# Egytian mantis nymph! (first time,might not work



## john_jb1 (Sep 2, 2007)

Well her name is manty and today I took her to band practise!












 

Dunno if i did i right.

-joh_jb1-


----------



## john_jb1 (Sep 2, 2007)

nope didnt :evil:


----------



## john_jb1 (Sep 2, 2007)

Got it!!





















sorry about that, just figgured it out, hope you enjoy them  

-john_jb1-


----------



## Sparky (Sep 2, 2007)

can she give me guitar lessons?


----------



## john_jb1 (Sep 2, 2007)

hahaha. maybe :wink: and its a she! haha, most women will get offended if you call em "he".

-john_jb1-


----------



## Sparky (Sep 2, 2007)

I did say she


----------



## john_jb1 (Sep 2, 2007)

hahaha, soo you did! sorry lol wasn't concentrating too tired :? went bed at 4 and had to get up at 10 last night, haha.

-john_jb1-


----------



## Sparky (Sep 2, 2007)

what kind of guitar is that? I have a Checkmate Acoustic, yup really old, bet you never heard of it :lol: I want a new one but its expensive


----------



## john_jb1 (Sep 2, 2007)

Thats a really rubbish one, it was only £100, but i use a good pedal, i use a VOX Tonelab SE, and I'm gonna get a new guitar, thinking on the lines of a Brian May red special.  

-john_jb1-

and no i haven't heard of that guitar!


----------



## Sparky (Sep 2, 2007)

how much would 100 euros be in dollars


----------



## john_jb1 (Sep 2, 2007)

Well £100 is about $201.75, so 100 Euros would be about $136.32 I guess

-john_jb1-


----------



## OGIGA (Sep 2, 2007)

Today, EUR100.00 is about USD136.28.

http://finance.yahoo.com/currency/convert?...=EUR&amp;to=USD


----------

§ DATASET ROWS

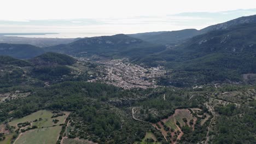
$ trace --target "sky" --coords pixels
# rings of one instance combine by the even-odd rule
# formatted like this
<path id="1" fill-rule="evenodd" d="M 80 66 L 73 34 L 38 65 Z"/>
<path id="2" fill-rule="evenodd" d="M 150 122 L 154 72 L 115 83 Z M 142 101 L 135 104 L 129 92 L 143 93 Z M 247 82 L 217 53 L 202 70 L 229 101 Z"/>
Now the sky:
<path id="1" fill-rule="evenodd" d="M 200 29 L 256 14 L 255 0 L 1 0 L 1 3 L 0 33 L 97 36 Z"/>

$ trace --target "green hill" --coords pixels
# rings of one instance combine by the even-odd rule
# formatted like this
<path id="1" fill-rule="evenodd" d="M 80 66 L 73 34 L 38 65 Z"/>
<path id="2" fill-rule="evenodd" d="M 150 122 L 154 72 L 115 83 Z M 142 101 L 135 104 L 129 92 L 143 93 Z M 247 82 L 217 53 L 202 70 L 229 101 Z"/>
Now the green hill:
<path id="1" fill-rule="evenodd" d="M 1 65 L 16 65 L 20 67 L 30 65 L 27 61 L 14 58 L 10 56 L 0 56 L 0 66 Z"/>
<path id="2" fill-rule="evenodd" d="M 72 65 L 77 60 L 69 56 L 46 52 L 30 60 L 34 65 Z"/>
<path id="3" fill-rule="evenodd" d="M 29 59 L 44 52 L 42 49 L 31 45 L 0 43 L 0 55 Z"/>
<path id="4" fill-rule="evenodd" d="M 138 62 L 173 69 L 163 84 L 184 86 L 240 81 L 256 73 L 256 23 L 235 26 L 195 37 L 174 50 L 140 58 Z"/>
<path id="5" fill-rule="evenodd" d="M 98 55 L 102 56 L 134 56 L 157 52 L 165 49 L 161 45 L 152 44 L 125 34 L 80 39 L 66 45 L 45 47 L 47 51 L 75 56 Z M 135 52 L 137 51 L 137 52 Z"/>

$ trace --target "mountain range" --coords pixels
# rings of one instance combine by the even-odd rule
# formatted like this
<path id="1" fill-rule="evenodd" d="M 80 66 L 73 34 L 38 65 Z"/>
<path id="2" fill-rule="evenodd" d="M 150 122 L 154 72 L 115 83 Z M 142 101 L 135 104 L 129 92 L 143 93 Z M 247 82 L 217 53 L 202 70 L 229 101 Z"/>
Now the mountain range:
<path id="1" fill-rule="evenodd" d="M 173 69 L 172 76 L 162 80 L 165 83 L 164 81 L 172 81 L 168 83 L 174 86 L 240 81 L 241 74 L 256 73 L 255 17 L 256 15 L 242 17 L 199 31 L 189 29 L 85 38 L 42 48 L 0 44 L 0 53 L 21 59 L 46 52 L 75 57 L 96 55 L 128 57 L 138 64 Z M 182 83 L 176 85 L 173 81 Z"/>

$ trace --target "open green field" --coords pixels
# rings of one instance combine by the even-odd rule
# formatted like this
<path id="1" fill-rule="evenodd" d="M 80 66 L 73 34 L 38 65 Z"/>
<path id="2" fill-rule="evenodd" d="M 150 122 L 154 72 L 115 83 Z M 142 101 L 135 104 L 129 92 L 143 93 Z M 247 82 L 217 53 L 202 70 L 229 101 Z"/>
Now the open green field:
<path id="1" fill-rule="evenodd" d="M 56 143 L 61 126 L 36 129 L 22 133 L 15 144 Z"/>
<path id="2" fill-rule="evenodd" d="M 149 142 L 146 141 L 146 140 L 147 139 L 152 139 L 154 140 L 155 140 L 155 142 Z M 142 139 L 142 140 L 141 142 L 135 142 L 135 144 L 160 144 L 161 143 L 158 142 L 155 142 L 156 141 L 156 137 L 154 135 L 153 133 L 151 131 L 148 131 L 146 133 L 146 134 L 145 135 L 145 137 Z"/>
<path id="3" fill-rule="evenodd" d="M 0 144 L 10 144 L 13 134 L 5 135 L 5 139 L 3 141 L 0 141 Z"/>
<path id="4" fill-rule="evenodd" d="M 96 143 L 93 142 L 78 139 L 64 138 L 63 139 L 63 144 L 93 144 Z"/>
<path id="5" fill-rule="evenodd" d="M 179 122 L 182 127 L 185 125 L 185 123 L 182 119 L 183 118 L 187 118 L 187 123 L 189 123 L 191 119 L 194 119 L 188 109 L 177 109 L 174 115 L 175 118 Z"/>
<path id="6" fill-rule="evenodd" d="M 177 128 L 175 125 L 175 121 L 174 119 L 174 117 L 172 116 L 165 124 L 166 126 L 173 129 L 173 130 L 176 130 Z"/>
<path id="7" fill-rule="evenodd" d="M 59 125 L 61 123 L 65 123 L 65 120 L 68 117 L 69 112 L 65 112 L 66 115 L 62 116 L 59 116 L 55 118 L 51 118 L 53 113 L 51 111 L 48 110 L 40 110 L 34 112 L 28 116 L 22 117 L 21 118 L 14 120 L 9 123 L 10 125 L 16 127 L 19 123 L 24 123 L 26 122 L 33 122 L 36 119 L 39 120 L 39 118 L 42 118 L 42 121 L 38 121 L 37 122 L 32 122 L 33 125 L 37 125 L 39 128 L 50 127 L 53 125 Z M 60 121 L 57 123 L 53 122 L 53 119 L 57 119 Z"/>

---

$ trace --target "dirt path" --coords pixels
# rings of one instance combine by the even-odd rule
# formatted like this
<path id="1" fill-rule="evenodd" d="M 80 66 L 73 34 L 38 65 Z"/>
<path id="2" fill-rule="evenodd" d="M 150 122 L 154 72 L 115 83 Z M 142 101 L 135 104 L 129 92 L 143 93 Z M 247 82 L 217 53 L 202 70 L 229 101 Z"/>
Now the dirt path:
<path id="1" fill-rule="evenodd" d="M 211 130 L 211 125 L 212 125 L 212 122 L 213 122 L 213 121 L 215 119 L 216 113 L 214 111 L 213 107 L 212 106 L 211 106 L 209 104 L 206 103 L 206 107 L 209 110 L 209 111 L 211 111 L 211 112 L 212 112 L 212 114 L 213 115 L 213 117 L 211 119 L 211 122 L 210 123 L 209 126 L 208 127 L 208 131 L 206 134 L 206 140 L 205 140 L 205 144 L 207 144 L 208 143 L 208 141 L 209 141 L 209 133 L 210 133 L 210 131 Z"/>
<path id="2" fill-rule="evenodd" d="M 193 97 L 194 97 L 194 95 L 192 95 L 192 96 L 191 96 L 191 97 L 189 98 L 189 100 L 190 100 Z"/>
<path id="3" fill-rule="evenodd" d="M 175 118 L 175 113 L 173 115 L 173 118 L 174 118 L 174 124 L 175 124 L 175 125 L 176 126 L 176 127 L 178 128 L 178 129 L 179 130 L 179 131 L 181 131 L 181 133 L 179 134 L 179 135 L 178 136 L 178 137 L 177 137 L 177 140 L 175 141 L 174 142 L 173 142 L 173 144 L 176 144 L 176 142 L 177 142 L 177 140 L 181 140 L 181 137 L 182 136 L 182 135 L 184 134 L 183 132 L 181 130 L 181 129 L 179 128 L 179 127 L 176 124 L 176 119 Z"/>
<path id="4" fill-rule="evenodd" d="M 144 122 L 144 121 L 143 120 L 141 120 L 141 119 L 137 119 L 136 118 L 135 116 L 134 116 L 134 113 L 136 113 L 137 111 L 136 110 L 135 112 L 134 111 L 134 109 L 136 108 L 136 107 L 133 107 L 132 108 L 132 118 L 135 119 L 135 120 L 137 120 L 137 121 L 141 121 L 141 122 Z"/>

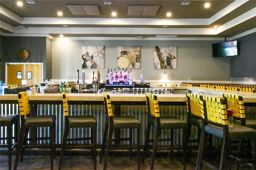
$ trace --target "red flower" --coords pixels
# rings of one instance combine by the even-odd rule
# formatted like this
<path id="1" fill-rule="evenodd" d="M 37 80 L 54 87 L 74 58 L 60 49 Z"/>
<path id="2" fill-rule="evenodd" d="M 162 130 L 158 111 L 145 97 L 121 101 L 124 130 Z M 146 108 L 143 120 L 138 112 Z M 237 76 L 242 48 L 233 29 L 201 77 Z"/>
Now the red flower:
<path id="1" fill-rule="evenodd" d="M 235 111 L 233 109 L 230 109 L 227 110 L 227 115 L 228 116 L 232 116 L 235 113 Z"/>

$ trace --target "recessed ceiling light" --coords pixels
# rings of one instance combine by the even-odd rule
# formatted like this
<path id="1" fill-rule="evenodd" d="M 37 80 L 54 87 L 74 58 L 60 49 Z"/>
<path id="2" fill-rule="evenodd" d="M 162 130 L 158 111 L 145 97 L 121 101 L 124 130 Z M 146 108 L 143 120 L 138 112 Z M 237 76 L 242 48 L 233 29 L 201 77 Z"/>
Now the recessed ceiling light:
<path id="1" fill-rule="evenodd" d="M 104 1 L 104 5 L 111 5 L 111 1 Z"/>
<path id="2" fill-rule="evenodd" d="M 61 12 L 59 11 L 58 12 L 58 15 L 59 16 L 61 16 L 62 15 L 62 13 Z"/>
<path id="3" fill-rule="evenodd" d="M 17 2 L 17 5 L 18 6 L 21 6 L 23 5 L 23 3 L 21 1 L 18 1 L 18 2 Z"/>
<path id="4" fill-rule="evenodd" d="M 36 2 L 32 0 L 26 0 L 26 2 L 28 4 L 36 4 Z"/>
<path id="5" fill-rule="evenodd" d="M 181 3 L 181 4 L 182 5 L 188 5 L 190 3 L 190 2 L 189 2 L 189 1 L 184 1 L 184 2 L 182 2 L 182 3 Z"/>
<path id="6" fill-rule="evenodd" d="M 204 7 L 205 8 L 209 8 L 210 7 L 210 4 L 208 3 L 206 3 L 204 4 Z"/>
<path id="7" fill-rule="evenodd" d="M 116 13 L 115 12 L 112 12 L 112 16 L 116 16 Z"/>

--

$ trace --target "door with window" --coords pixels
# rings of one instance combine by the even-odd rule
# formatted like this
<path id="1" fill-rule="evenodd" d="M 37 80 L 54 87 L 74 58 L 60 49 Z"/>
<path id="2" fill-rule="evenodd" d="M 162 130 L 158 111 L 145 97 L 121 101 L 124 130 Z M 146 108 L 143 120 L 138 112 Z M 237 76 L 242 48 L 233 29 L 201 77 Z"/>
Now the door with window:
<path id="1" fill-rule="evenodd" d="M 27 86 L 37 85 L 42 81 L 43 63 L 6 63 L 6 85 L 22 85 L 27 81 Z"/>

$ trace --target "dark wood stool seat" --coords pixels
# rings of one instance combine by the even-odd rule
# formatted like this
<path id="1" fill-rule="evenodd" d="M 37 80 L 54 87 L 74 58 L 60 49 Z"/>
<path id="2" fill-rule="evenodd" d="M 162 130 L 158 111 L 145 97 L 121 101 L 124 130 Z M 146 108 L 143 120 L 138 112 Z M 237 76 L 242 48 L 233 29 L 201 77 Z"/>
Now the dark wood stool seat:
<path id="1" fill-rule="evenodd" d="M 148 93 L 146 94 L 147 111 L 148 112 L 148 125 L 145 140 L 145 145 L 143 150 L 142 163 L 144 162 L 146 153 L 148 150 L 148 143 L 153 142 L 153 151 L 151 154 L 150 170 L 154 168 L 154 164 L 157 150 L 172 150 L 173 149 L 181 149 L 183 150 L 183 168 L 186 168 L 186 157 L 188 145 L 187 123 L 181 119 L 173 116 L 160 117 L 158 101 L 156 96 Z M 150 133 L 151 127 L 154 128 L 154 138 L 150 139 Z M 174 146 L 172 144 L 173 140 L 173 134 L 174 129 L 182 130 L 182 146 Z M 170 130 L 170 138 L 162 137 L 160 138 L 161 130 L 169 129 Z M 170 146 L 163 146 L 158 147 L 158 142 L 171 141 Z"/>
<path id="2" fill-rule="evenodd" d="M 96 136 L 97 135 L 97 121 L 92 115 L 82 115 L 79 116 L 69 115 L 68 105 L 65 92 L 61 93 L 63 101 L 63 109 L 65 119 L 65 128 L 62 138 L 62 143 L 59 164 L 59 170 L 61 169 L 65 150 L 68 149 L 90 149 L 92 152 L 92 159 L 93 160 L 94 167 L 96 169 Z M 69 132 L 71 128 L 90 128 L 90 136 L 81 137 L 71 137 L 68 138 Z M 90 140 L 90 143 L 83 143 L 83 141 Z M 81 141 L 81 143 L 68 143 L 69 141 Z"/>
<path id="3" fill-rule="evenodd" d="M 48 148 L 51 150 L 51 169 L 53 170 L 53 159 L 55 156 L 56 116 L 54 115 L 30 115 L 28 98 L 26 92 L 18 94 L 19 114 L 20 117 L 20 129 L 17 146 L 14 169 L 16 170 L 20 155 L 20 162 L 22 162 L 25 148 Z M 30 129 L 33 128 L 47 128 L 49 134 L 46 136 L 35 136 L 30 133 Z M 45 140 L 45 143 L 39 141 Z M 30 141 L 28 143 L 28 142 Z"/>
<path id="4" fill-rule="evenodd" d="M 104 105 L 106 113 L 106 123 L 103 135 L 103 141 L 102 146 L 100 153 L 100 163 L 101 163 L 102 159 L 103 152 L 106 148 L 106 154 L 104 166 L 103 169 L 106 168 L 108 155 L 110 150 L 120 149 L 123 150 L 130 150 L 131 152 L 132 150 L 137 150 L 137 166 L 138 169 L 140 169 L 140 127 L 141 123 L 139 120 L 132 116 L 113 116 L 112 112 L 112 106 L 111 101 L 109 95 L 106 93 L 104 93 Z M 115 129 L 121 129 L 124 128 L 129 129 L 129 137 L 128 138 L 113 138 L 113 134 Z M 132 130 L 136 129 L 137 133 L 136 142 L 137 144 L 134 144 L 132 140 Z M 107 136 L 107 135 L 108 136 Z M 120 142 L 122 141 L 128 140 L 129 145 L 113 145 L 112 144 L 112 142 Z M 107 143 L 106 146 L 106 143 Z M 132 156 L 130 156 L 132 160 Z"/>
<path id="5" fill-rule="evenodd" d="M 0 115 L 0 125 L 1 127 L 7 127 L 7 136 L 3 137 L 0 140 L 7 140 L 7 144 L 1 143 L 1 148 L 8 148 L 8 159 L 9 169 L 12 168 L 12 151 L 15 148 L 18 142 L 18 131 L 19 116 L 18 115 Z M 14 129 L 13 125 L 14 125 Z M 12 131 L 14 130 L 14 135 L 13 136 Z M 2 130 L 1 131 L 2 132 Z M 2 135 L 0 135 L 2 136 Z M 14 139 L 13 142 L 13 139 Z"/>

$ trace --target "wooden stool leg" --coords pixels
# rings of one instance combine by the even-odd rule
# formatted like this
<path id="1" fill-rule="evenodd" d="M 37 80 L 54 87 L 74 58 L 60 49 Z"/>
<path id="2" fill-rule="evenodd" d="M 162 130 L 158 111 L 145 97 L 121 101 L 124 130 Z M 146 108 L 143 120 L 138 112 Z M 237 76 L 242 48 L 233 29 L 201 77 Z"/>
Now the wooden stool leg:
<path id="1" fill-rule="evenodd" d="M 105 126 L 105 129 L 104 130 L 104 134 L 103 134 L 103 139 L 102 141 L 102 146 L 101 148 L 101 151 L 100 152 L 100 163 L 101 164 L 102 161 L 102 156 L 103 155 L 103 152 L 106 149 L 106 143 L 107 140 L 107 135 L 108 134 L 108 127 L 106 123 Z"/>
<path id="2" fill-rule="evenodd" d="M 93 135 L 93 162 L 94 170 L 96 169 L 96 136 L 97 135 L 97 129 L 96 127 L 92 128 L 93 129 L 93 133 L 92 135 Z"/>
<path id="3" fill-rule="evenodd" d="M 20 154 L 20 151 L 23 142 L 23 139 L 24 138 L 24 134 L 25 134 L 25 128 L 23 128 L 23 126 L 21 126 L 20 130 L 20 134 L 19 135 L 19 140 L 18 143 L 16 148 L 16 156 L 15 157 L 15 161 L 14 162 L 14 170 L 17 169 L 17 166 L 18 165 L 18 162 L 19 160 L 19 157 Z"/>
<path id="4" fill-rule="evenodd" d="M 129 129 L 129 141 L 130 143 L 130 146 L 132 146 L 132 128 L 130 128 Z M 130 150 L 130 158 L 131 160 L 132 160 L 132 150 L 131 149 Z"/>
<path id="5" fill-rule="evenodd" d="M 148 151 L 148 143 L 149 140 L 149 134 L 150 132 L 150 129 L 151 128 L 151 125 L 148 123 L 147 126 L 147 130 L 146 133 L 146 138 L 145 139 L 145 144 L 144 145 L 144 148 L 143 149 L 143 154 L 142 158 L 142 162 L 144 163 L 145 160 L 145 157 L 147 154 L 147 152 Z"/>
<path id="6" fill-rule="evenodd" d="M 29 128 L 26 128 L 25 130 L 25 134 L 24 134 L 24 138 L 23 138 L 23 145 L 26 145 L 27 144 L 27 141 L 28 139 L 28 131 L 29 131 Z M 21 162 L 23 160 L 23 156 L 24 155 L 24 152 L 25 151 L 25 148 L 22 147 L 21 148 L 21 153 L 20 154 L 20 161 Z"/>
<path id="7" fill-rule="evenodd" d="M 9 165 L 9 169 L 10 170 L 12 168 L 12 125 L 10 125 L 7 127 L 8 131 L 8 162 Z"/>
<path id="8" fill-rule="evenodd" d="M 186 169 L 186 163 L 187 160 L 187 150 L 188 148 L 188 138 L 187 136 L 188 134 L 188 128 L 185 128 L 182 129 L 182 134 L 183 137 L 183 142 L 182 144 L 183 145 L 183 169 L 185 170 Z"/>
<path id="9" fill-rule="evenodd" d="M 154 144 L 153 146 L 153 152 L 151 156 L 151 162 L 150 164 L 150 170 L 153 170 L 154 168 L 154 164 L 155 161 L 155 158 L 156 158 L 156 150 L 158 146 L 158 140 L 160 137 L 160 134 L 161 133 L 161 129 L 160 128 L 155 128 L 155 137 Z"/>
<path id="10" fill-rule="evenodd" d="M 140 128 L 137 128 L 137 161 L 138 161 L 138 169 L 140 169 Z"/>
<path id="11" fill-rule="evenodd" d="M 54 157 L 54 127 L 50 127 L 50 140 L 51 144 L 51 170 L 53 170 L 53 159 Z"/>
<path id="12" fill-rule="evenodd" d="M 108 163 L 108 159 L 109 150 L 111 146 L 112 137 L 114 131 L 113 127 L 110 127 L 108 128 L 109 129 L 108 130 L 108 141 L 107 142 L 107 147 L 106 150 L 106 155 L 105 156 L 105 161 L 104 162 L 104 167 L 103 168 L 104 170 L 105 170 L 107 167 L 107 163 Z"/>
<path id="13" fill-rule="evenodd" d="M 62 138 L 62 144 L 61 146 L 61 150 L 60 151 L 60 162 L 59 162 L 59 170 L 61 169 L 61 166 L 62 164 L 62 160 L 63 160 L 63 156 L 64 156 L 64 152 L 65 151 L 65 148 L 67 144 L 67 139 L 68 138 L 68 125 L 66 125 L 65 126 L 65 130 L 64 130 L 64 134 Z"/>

§ EXERCISE DESCRIPTION
In the forum thread about the mantis nymph, do these statements agree with the text? (a) The poster's current guitar cost £100. (b) The poster plans to buy a Checkmate Acoustic as the new guitar. (c) OGIGA gives EUR100.00 as about USD136.28.

§ COMPLETE OUTPUT
(a) Yes: "Thats a really rubbish one, it was only £100"
(b) No: "I'm gonna get a new guitar, thinking on the lines of a Brian May red special."
(c) Yes: "Today, EUR100.00 is about USD136.28."